Chapter U5, Problem SIV5RE

Interpretation Introduction

(a)

Interpretation:

The metal that will be oxidized and the metal that will be reduced when an electrochemical cell is formed with lead nitrate and silver nitrate must be explained. Balanced half equations for these reactions must also be written.

Concept introduction:

Metal will be oxidized for which reduction potential is less. It will be a reducing agent.

Answer to Problem SIV5RE

Lead metal will be oxidized and silver metal will be reduced.

$\begin{array}{l}\text{Pb}\to {\text{Pb}}^{\text{2+}}\text{+2e}\text{.}\\ {\text{2Ag}}^{\text{+}}\text{+2e}\to \text{2Ag}\text{.}\end{array}$

Explanation of Solution

As the silver electrode has a higher reduction potential as compared to the lead electrode, silver will be cathode where reduction will take place. Thus silver will be reduced and lead will be oxidized.

The two half cell reactions are shown in which 2e are involved.

Interpretation Introduction

(b)

Interpretation:

The balanced overall reaction must be written for the cell.

Concept introduction:

Overall electrochemical reaction is the total reaction taking place in cathode and anode which includes oxidation of one electrode and reduction of another electrode.

Answer to Problem SIV5RE

The overall cell reaction is ${\text{Pb(s)+2Ag}}^{\text{+}}\text{(aq)}\to {\text{Pb}}^{\text{2+}}\text{(aq)+2Ag(s)}$

Explanation of Solution

The overall reaction for the cell is written in which electrons are cancelled from both the sides.

The physical states of all the species involved are given in bracket. ${\text{Ag}}^{+}$ and ${\text{Pb}}^{2+}$ will be in aqueous solution and metallic Ag and Pb will be in solid-state.

Interpretation Introduction

(c)

Interpretation:

The number moles of electrons that will flow from cathode to anode must be calculated.

Data for review.
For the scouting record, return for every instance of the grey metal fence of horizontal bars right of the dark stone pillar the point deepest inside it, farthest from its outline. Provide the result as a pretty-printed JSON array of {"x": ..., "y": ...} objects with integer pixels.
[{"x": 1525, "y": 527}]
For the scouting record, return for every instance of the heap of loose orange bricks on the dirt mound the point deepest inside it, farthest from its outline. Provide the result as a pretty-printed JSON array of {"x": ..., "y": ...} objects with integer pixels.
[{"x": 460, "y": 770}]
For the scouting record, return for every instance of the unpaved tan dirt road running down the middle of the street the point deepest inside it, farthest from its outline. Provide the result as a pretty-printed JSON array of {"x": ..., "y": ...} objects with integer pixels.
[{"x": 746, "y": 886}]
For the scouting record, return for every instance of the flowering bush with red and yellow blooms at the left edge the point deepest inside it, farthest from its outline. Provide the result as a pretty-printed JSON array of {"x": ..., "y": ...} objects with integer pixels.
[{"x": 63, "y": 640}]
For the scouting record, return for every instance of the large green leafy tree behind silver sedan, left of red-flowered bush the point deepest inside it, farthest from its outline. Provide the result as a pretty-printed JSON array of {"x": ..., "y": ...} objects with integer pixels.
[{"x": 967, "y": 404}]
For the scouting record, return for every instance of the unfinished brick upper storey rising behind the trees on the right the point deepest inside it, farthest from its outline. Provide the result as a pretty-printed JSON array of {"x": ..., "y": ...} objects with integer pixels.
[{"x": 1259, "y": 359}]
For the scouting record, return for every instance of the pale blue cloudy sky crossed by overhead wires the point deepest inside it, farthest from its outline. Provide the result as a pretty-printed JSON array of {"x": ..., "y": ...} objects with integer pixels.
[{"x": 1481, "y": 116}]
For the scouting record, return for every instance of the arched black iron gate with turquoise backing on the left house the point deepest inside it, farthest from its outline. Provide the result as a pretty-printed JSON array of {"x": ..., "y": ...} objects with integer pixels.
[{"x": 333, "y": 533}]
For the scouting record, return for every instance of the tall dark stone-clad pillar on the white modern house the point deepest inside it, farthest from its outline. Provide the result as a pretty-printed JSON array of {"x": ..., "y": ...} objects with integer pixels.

Work item A.
In the electrochemical cell solution, why is silver the cathode?
Work item B.
Rewrite the paragraph of the electrochemical cell solution that begins "As the silver electrode has a higher reduction potential" in one shorter sentence.
Work item C.
Write the next part of the electrochemical cell solution, continuing after its last sentence about part (c).

Exercise response A.
The silver electrode has a higher reduction potential than the lead electrode.

Exercise response B.
Because silver has a higher reduction potential than lead, it is the cathode where reduction occurs, so silver is reduced and lead is oxidized.

Exercise response C.
Concept introduction:

Silver is monovalent cation whereas lead is divalent cation. So, 2 moles of silver ions are reacting with 1 mole of lead.

Answer to Problem SIV5RE

2 moles of electron will flow from anode to cathode.

Explanation of Solution

$\begin{array}{l}\text{Pb}\to {\text{Pb}}^{\text{2+}}\text{+2e}\text{.}\\ {\text{2Ag}}^{\text{+}}\text{+2e}\to \text{2Ag}\text{.}\end{array}$

From the two half cell reactions, it can be seen that 2 moles of electrons are involved.

So from anode to cathode, 2 moles of electrons will flow.

Interpretation Introduction

(d)

Interpretation:

The voltage for the electrochemical cell must be calculated.

Concept introduction:

The voltage of an electrochemical cell can be written as

${\text{E}}^{\text{0}}{}_{\text{cell}}{\text{=E}}^{\text{0}}{}_{\text{cathode}}{\text{-E}}^{\text{0}}{}_{\text{anode}}$ where ${\text{E}}^{\text{0}}{}_{\text{cathode}}{\text{ and E}}^{\text{0}}{}_{\text{anode}}$ are standard reduction potentials of cathode and anode respectively.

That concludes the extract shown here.